§ **What is expected**
Swap "cab window" for "driver's window" throughout the records below, copying everything else unchanged and omitting the pictures.

———

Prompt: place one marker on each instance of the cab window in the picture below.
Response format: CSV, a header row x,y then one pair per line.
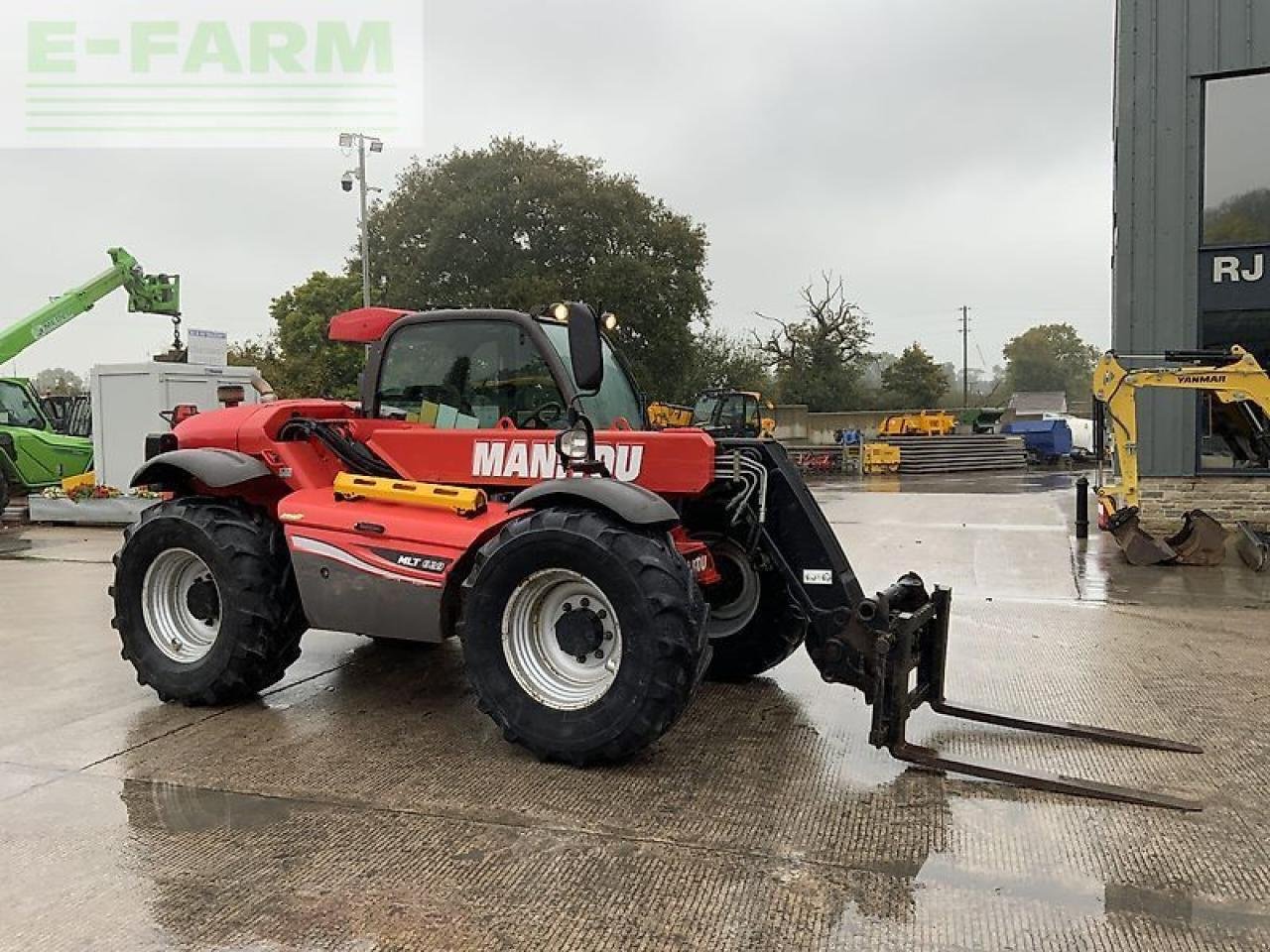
x,y
17,409
733,414
466,375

———

§ **Solution to this problem**
Prompt: place one marker on each instance of the driver's window in the picture below.
Response format: CSV, a header row x,y then one pair per line.
x,y
17,409
733,414
466,375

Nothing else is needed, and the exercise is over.